● **Exercise description**
Reproduce, word for word, everything in the Halloween movie post below from "9. The Golden" down to "that inspired COVID-19.".

● **Document section**
##########

Brett H's Halloween Hangover

Submitted by: Brett H.   Date : 2021-12-26 02:24
Editor's note: Brett H. lives! And he actually sent this over just before Halloween, but, as you've probably noticed, productivity here at OTH has slowed to a crawl due to work obligations, the holidays, and just life in general. But I figure if there's any time to have a good old Halloween hangover, it's now, during the fine Canadian tradition known as Boxing Day. Something tells me my Canadian counterpart won't mind because he's probably still having a couple of drinks for Christmas.

Brett H. Edit: I was at work promptly on time on Boxing Day.

10. The Toxic Avenger (1984)
    How the hell do you not give a poor bastard like Lloyd Kaufman a bone and invite him over for Halloween? Fuck, if you have a mop and some goop on your head, you're in business. The Toxic Avenger is a Halloween season diamond in the rough.

9. The Golden Years (1991)
    You've seen everything from Let the Right One In to the new Annabelle? I rented The Golden Years at least three times because it was a double VHS and to this day I have never watched it. And that is badass. If you're like me and only rented it because you got to strut your ass out of the store with an extra tape, please wear a mask as this is in fact the movie that inspired COVID-19.

##########

● **Listed records**
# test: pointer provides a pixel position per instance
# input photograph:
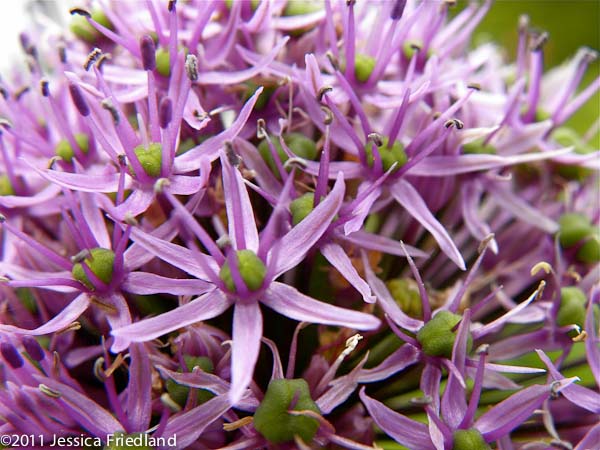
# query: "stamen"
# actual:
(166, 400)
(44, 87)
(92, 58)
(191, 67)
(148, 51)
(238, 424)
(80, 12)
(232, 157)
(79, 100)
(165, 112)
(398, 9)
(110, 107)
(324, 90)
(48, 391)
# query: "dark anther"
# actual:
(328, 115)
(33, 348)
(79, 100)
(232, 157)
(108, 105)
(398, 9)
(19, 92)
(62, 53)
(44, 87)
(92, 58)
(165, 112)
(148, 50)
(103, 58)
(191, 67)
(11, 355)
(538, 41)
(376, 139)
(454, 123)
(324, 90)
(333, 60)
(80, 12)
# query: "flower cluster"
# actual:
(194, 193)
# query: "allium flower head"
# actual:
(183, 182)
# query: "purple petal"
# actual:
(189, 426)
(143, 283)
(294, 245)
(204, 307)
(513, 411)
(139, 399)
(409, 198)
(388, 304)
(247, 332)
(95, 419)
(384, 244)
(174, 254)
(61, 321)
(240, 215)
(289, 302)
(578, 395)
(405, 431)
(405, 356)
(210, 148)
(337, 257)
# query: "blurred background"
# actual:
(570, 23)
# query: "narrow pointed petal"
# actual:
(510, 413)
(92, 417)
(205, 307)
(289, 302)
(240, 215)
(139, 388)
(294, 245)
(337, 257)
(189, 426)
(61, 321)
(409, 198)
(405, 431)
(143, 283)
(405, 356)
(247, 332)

##########

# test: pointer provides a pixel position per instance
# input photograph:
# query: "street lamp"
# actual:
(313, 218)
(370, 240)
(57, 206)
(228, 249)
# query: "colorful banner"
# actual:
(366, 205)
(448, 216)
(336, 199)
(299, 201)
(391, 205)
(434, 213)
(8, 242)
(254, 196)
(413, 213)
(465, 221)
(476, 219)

##########

● **Task output**
9. The Golden Years (1991)
    You've seen everything from Let the Right One In to the new Annabelle? I rented The Golden Years at least three times because it was a double VHS and to this day I have never watched it. And that is badass. If you're like me and only rented it because you got to strut your ass out of the store with an extra tape, please wear a mask as this is in fact the movie that inspired COVID-19.